> Document:
= = = = =

Friday's Amlin challenge match was not one that was going to set off the sprinkler system; there was such a gulf in class between the two that you felt the term competitive match would not apply to this fixture. Leinster were utterly compelling in the way they unpicked the French side and once they got 21 points up, they faded, as usual, into a state of narcolepsy until they decided to finish off the match with a late try by Cian Healy – which underscored just how superior they were.
How would they overcome Stade? Intelligence or belligerence? A less-than-heady cocktail of both was required but they really did out-think Stade and figured out their defensive formations early on using old tricks from their old playbooks.
My old buddy Gary Halpin, formerly of Manhattan College RFC, Wanderers, London Irish, Harlequins, Leinster, Esher and now Brecon, is a fantastic after-dinner speaker. He uses the same stories time and again because he moves around the place so often that nobody has heard his old jokes time after time. Leinster just looked at some of their old jokes, knew that Stade would not have been able to look back that far in their video analysis and cut them to pieces with a sort of surgical precision that they won't get away with against Ulster because the men from the North know all their old moves and all their new moves.
Joe Schmidt took a calculated gamble by introducing five or six starters who would normally be bench men. The reasoning, we were told, was that the Glasgow game drained the sap out of their more productive players and it would be far better if these guys only played 20 minutes. The hope was the match would be over by then and the reinforcements would not have to sweat gravy on the pitch. Leinster got away with it but they still had to put in a hard night's work.
The defence was much better than it was against Glasgow. This was because they were dealing with a different type of threat. Leinster's line speed was good but because they were still playing with the usual 40 per cent possession/territory and they had to make an awful lot of tackles – 138 in all, of which they missed 10 per cent.
Stade, though, had no structure and all their dangerous runners were hopelessly static when the ball came to them. The French side were frenetic and enthusiastic but with the obvious exception of their phenomenal captain Sergio Parisse, their forwards were not able to match Leinster's forwards when it came to ball-handling. They looked like a fire engine turning up to the wrong fire and all that energy was channelled into non-productive areas when in possession.
Neither were they helped by a pretty myopic performance from their young outhalf Jules Plisson, who had the air of somebody who had just stepped into an empty lift shaft. His range of vision was in complete contrast to that of Jonny Sexton and he rarely released his backs on an optimal basis, even when they looked a little bit more dangerous in the second half when Paul Warwick and Waisea Nayacalevu came into the game.
Leinster were getting squeezed at scrum time and Jamie Heaslip for once looked uncomfortable at the base of the scrum, but the lineout held firm and once they got into possession it was very hard to counter their rhythm. Leinster's maul was also very good and they used it to walk 20 metres to get out of trouble deep in their '22'. It really is a very well organised and determined phalanx.
Jack McGrath did okay in his first real major start. Devin Toner too has come on enormously this season and while you might reckon that he is a little bit short on international class, he does the things that are expected of him really well. Apart from his line-out and kick-offs, he made 12 tackles in open field, he carried better than he normally does and he has become part of the furniture in this Leinster team.
Unfortunately, his second-row partner after one season of observation just does not have the minerals to operate at this level. Quinn Roux made just three tackles in 60 minutes, missing one of them. Cian Healy, when he came on, made six without missing any in 30 minutes.

= = = = =

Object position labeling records
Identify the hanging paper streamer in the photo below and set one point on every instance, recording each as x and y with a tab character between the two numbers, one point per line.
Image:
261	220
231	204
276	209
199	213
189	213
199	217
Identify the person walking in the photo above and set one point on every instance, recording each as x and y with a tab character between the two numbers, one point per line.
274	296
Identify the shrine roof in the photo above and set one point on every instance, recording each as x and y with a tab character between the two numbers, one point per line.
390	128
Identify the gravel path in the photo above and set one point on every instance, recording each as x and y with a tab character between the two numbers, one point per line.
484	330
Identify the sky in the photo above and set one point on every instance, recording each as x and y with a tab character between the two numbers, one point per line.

= = = = =

> Written task A:
Duplicate the stretch of the match report from "The defence was" through "when in possession.".
> Written task B:
According to the match report, why did Joe Schmidt start five or six players who would normally be bench men?
These records were taken from a separate source.

> Correct response A:
The defence was much better than it was against Glasgow. This was because they were dealing with a different type of threat. Leinster's line speed was good but because they were still playing with the usual 40 per cent possession/territory and they had to make an awful lot of tackles – 138 in all, of which they missed 10 per cent.
Stade, though, had no structure and all their dangerous runners were hopelessly static when the ball came to them. The French side were frenetic and enthusiastic but with the obvious exception of their phenomenal captain Sergio Parisse, their forwards were not able to match Leinster's forwards when it came to ball-handling. They looked like a fire engine turning up to the wrong fire and all that energy was channelled into non-productive areas when in possession.

> Correct response B:
The Glasgow game had drained the sap out of Leinster's more productive players, so it was thought far better for them to play only 20 minutes. The hope was that the match would be over by then and the reinforcements would not have to sweat gravy on the pitch.